■ What is expected:
Copy the lines below word for word, leaving out the pictures.

=== Record excerpts ===

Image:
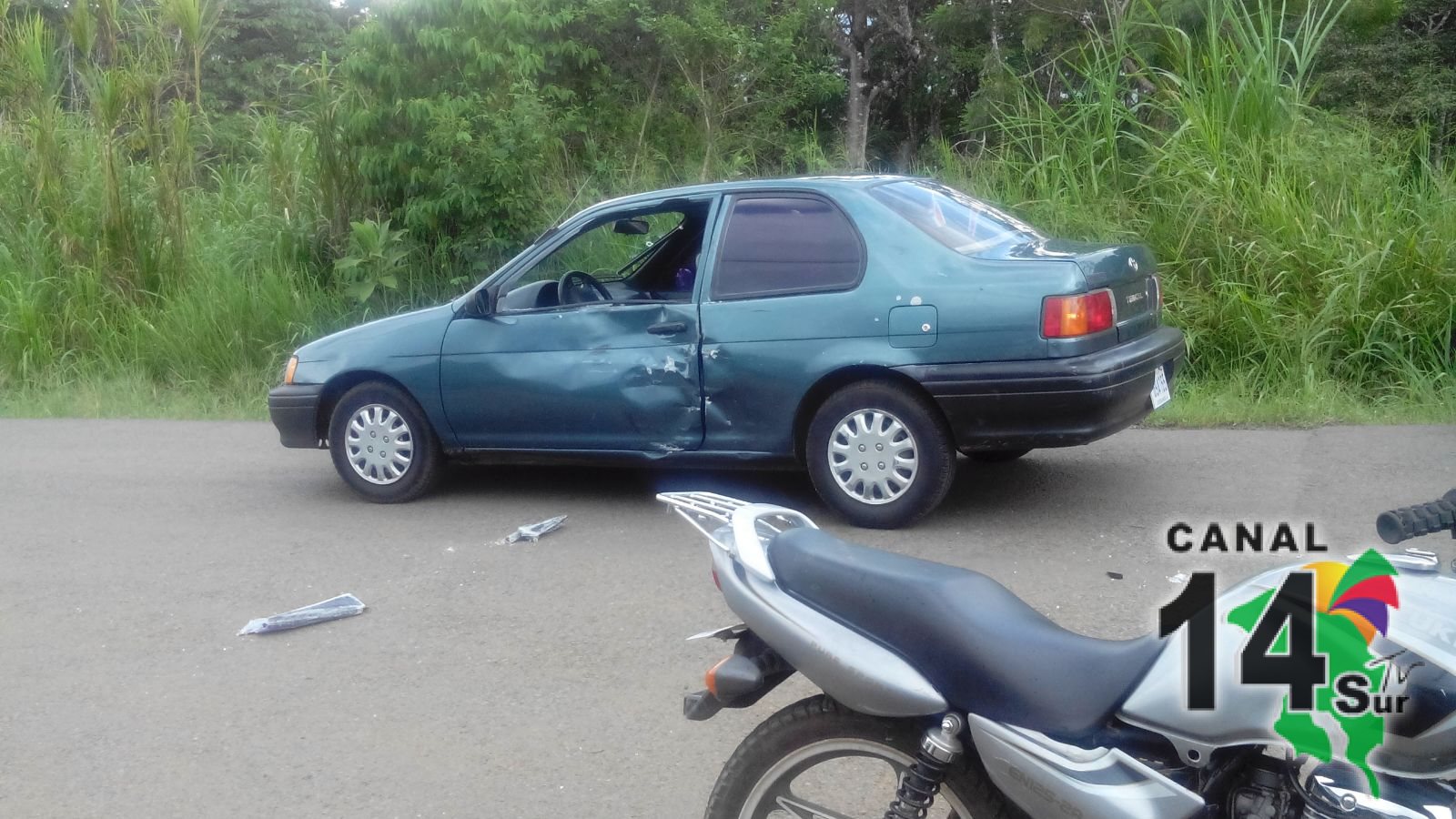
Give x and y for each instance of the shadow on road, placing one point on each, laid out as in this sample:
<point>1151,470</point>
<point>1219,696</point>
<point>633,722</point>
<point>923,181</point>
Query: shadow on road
<point>1030,486</point>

===

■ Answer to this task:
Image:
Give x and y for each instance of the shadow on road, placing one point on each, laid out as in this sample:
<point>1151,470</point>
<point>1219,696</point>
<point>633,722</point>
<point>923,181</point>
Query: shadow on road
<point>1030,486</point>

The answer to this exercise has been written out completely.